>>

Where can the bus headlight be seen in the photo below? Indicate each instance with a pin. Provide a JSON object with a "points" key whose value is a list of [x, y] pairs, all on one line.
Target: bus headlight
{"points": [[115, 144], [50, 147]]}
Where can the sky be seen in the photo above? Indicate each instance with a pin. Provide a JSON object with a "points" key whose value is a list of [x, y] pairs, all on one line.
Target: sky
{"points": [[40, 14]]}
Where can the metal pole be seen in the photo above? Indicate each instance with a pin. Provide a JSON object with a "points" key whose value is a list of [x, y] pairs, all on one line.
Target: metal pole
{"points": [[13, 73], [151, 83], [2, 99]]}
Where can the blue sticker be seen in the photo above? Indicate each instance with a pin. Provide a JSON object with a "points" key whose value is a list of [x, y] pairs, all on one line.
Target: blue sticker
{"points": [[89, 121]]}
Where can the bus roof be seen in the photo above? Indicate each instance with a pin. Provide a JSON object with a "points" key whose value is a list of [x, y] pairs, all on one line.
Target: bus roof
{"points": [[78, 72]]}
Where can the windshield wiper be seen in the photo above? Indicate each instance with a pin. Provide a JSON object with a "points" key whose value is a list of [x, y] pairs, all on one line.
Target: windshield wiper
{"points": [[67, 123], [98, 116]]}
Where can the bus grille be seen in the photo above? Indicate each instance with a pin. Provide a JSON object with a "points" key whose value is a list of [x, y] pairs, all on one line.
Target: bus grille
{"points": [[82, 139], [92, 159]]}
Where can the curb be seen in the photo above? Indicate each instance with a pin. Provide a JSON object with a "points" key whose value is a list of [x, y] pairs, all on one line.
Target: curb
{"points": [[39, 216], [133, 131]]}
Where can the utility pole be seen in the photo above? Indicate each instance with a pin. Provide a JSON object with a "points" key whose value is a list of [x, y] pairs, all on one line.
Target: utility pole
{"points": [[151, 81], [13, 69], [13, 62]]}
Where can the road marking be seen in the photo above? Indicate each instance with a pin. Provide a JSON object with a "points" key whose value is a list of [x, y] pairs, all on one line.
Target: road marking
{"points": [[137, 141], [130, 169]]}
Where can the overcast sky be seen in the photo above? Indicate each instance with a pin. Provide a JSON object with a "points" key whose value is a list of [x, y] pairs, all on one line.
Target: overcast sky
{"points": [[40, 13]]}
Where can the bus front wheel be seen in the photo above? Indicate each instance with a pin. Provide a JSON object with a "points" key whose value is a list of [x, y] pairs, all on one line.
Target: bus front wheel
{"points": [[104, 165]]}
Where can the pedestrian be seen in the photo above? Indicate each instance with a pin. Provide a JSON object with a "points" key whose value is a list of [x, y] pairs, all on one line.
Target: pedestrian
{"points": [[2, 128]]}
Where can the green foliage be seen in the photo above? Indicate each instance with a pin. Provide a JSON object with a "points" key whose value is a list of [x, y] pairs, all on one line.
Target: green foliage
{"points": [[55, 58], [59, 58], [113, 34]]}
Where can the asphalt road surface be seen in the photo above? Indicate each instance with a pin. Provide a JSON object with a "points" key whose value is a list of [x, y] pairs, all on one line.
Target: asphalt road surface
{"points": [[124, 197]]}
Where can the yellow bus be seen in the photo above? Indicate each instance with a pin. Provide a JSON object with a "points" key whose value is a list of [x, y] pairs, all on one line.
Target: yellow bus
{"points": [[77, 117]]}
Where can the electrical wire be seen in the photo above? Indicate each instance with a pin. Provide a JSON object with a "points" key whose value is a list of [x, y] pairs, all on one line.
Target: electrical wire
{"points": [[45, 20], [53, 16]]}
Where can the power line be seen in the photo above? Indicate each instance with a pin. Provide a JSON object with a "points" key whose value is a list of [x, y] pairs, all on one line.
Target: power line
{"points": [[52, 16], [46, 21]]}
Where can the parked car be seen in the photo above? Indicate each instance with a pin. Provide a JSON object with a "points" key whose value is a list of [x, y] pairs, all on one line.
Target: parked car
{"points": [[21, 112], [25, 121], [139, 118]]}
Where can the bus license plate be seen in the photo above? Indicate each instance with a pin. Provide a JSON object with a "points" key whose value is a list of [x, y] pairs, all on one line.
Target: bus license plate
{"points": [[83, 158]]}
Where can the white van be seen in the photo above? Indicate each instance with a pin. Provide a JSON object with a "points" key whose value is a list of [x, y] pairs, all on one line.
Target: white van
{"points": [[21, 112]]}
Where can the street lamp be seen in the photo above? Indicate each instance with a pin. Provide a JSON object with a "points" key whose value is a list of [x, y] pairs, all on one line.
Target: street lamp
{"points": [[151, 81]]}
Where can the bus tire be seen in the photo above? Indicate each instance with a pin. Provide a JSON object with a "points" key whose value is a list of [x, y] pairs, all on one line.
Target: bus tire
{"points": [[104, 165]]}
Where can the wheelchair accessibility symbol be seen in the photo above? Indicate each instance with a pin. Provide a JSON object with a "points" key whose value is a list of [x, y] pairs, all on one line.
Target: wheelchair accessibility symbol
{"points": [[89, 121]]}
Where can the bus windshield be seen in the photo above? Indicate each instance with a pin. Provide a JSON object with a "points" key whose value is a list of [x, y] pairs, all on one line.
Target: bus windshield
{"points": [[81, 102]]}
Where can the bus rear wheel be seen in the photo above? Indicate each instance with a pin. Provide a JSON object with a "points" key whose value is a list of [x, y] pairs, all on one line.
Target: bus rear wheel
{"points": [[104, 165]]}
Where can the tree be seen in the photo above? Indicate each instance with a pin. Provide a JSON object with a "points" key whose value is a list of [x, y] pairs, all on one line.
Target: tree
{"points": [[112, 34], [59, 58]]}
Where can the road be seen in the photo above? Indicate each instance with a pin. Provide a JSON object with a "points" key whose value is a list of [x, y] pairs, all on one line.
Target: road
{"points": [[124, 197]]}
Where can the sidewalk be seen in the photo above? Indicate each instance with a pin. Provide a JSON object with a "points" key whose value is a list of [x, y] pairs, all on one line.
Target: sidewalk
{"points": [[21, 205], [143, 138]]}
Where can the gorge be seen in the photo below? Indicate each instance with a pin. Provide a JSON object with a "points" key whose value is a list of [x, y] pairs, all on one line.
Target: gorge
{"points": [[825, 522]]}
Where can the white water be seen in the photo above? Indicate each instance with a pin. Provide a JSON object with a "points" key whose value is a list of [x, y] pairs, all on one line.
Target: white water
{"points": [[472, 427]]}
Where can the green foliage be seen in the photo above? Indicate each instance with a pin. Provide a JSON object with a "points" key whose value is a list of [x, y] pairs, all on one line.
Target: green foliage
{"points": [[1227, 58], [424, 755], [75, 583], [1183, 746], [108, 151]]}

<<

SET TASK >>
Extract all of the data shown above without alteration.

RESULT OF THIS EXERCISE >>
Where can the bus headlight be seen in the photo below? Indicate each instance with a pin. Provide a JSON object with a "points" key whose value is a list of [x, y] pairs, all on one line.
Target: bus headlight
{"points": [[115, 144], [50, 147]]}
Where can the sky be seen in the photo above? Indicate each instance with a pin. Provide a JSON object with a "points" key whose value is a list of [x, y] pairs, all on one line.
Target: sky
{"points": [[40, 14]]}
Where can the metal pole be seen in the photo above? Indicate each instance with a pin. Provide a JSON object with a "points" key whose value is a list of [x, y] pairs, all on one line.
Target: metal pole
{"points": [[13, 73], [151, 83], [2, 99]]}
Where can the blue sticker be seen in the photo above? Indicate each instance with a pin. Provide a JSON object with a "points" key whose value is a list of [x, y] pairs, all on one line.
Target: blue sticker
{"points": [[89, 121]]}
Where can the bus roof be seen in the photo above? Indicate each instance with a pin. Provide a JSON object with a "points" key whose value is a list of [x, y] pairs, all on one line.
Target: bus roof
{"points": [[78, 72]]}
Where can the windshield wiper be seen in the photo above? Indicate each instance with a pin. Provide a JSON object with a "points" key whose value is a list of [x, y] pairs, all on one line.
Target: windshield wiper
{"points": [[67, 123], [98, 116]]}
Where can the bus grille be seen in the photo above? Indicate each instance with a pin. Provide a JSON object with a "points" key whose value is a list of [x, y] pairs, all on one line.
Target: bus grille
{"points": [[82, 139], [92, 159]]}
Where can the curb be seen in the photo above? Indicate each instance with a pin. Provide a JSON object with a "points" key whose value is a list of [x, y] pairs, all on one line.
Target: curb
{"points": [[39, 216], [133, 131]]}
Where can the utility pole be seen in the photo above? Indicate each instance with a pin. Provide a JSON object with a "points" key whose value is a list of [x, y] pairs, all on one line.
Target: utility pole
{"points": [[151, 81], [13, 69], [13, 62]]}
Where can the road marking be seen in the photo above? Indicate each instance with a pin. Provide a JSON object with a "points" key whose value is a list of [x, y] pairs, all on one line.
Target: road marking
{"points": [[137, 141], [130, 169]]}
Where can the overcast sky be seen in the photo above? Indicate each instance with a pin. Provide a JSON object with a "points" key whose value is a list of [x, y] pairs, all on one line.
Target: overcast sky
{"points": [[40, 13]]}
Where can the bus front wheel be seen in the photo above? Indicate each instance with a pin. Provide a JSON object with a "points" key whose value is a list of [x, y] pairs, all on one line.
Target: bus front wheel
{"points": [[104, 165]]}
Where can the pedestrian be seen in the photo above? Indicate each instance with a pin. Provide a JSON object with a "points" key whose value is a list of [x, y] pairs, all on one line.
Target: pedestrian
{"points": [[2, 128]]}
Where can the green foliage be seen in the photo above? Indicate each instance with a pin. Provide a JSON object with a "points" key whose value is a list of [x, y] pairs, all on one line.
Target: green foliage
{"points": [[55, 58], [59, 58], [113, 34]]}
Where can the asphalt road surface be seen in the photo above? Indicate each instance with a pin. Provide a JSON object with a "points" key whose value is a list of [x, y] pairs, all on one line.
Target: asphalt road surface
{"points": [[124, 197]]}
Where can the yellow bus be seen in the photo above? Indicate each instance with a pin. Provide a JSON object with a "points" key whose value is a list of [x, y] pairs, all on one line.
Target: yellow bus
{"points": [[77, 117]]}
Where can the electrical wire be seen in the photo above? Indicate each instance with a pin. Provide a JSON object with a "points" key whose value is a list of [x, y] pairs, all on one line.
Target: electrical wire
{"points": [[45, 20], [53, 16]]}
Where can the power line be seen in the photo above? Indicate each instance with a pin. Provide a JSON object with a "points" key whose value is a list of [x, y] pairs, all on one line.
Target: power line
{"points": [[52, 16], [46, 21]]}
Where can the parked car be seen in the photo above? Indicate each instance with a pin. Provide a JSON object with a "points" key whose value is a list of [x, y] pairs, all on one line.
Target: parked car
{"points": [[21, 112], [25, 121], [139, 118]]}
Where can the bus license plate be seen in the photo above? Indicate each instance with a pin. Provide a JSON object with a "points" key whose value is a list of [x, y] pairs, all on one line.
Target: bus license plate
{"points": [[83, 158]]}
Where can the white van be seen in the photo above? Indicate each instance with a pin. Provide a JSON object with a "points" key whose value is a list of [x, y] pairs, all on one line.
Target: white van
{"points": [[21, 112]]}
Where can the street lamp be seen in the photo above? Indicate each instance with a pin. Provide a JSON object with a "points" key whose value is a list of [x, y] pairs, all on one line.
Target: street lamp
{"points": [[151, 81]]}
Where can the bus tire be seen in the photo above? Indicate each instance with a pin. Provide a JSON object with a "points" key whose value is a list of [x, y] pairs, all on one line.
Target: bus tire
{"points": [[104, 165]]}
Where can the wheelchair accessibility symbol be seen in the photo above? Indicate each instance with a pin. Provide a JSON object with a "points" key whose value is a list of [x, y] pairs, all on one line.
Target: wheelchair accessibility symbol
{"points": [[89, 121]]}
Where can the bus windshield be seen in the photo above? Indicate each instance with a pin. Provide a JSON object with a "points" key whose value is a list of [x, y] pairs, all on one line.
Target: bus windshield
{"points": [[81, 102]]}
Where can the bus rear wheel be seen in the photo above? Indicate each instance with a pin. Provide a JSON object with a "points" key whose value is a list of [x, y] pairs, all on one line.
Target: bus rear wheel
{"points": [[104, 165]]}
Where can the tree be seen in the photo above? Indicate each instance with a pin. Provide a JSON object with a "points" key whose value is a list of [x, y] pairs, all on one line.
Target: tree
{"points": [[112, 34], [59, 58]]}
Where can the road be seen in the photo above? Indicate each instance with a pin. Provide a JSON object with a "points" key whose value is a list of [x, y] pairs, all on one line.
Target: road
{"points": [[124, 197]]}
Where can the sidewalk be seen in the photo above? Indicate each instance with a pin. Provide a JSON object with a "points" key whose value is a list of [x, y] pairs, all on one line.
Target: sidewalk
{"points": [[21, 205], [143, 138]]}
Where can the gorge be seen in the photo below? Indicate each instance with a pin. Provide a JSON object with a "points" key whose value is a list of [x, y] pairs, all on one line.
Target: gorge
{"points": [[825, 522]]}
Where can the white water be seen in the photo above? Indicate each instance with a pin. Provide a JSON object with a "points" key whose value is a list of [x, y] pairs, all on one line.
Target: white water
{"points": [[472, 427]]}
Where can the green foliage be seen in the photo above? Indicate each instance with a pin. Provide a JSON object with a "points" key whose value is a list of [x, y] pairs, all on one line.
Target: green foliage
{"points": [[1227, 58], [424, 755], [75, 583], [1183, 746], [108, 151]]}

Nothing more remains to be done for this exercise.